START Data entries

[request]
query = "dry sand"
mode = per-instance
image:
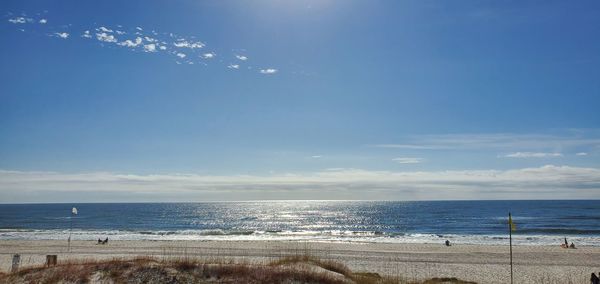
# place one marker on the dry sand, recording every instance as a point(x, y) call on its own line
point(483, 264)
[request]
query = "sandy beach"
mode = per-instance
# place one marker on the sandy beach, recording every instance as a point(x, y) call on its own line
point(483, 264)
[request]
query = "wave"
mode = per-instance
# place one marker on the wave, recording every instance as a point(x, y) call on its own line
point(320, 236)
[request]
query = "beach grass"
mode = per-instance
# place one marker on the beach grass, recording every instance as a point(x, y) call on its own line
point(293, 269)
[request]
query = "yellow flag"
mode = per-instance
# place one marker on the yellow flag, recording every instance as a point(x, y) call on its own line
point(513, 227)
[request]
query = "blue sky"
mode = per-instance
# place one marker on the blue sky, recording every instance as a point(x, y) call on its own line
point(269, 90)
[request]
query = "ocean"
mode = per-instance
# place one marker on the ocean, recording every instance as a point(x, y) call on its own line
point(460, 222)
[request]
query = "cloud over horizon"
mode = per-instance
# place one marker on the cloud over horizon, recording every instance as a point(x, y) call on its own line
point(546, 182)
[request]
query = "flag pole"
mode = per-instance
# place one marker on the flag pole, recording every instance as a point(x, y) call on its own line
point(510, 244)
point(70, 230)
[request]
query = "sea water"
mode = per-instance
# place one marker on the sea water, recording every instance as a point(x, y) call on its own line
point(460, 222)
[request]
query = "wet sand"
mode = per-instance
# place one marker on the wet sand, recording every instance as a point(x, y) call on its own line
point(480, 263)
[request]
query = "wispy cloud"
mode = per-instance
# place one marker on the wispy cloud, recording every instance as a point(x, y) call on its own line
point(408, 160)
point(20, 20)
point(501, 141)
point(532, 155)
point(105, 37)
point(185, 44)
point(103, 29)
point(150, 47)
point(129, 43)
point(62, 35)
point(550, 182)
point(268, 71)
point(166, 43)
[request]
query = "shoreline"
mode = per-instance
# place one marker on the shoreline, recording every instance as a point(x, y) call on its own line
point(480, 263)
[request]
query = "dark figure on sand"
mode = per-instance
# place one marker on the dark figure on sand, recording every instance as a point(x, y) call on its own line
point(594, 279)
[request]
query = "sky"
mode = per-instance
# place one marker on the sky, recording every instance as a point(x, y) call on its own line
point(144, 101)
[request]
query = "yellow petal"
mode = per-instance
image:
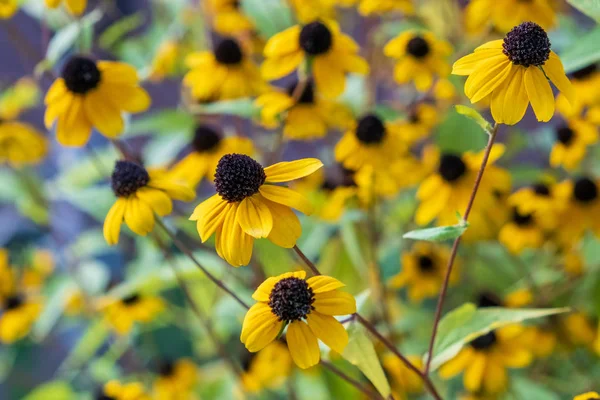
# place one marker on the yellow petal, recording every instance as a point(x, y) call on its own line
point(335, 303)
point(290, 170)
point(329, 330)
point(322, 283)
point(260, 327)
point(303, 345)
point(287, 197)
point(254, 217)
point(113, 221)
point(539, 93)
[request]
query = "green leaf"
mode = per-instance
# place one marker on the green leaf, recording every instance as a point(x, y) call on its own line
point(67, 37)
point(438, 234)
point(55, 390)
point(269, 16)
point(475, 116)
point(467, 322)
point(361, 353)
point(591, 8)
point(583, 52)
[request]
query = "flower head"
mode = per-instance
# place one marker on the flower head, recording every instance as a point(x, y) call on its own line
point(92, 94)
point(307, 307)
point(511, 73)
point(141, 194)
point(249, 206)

END Data entries
START Data entries

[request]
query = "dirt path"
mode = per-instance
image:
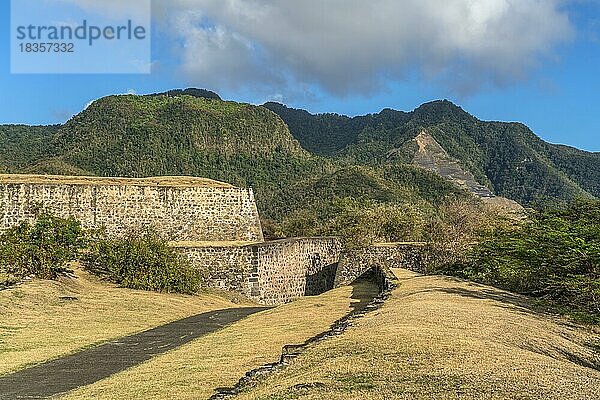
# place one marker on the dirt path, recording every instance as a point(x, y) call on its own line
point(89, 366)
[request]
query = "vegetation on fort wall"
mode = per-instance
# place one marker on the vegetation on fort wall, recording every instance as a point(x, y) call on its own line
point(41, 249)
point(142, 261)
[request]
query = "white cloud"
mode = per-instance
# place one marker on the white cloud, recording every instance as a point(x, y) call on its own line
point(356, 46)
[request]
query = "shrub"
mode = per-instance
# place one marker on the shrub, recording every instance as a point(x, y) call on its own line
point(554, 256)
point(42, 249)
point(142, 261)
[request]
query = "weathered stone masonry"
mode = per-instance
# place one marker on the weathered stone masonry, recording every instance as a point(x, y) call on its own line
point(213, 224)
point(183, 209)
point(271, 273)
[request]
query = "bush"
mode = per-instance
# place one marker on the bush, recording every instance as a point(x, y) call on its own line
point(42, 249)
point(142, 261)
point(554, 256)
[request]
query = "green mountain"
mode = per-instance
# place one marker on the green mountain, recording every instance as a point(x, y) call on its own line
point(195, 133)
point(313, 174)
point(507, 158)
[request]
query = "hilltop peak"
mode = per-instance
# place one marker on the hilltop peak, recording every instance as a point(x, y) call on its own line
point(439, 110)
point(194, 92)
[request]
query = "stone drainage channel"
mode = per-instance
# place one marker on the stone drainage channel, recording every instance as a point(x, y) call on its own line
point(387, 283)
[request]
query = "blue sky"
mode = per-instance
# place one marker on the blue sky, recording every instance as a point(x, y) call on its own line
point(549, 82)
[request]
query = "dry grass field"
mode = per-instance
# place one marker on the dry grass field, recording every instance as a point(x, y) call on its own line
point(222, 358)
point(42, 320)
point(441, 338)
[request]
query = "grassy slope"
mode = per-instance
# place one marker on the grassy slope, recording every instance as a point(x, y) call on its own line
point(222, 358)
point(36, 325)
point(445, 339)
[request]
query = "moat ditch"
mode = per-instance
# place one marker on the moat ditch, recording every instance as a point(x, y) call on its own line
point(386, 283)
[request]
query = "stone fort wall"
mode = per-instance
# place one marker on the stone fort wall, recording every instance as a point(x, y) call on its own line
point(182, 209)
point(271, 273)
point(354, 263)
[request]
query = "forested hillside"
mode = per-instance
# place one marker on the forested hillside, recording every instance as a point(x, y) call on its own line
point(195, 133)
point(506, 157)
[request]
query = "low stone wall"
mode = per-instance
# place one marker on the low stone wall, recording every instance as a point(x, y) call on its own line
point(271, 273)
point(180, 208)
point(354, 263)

END Data entries

Return each line in the records above that contains the word "dark", copied unchanged.

● **Reply**:
query = "dark figure on sand"
# place one marker on the dark figure on sand, recording every instance as a point(x, y) call on its own line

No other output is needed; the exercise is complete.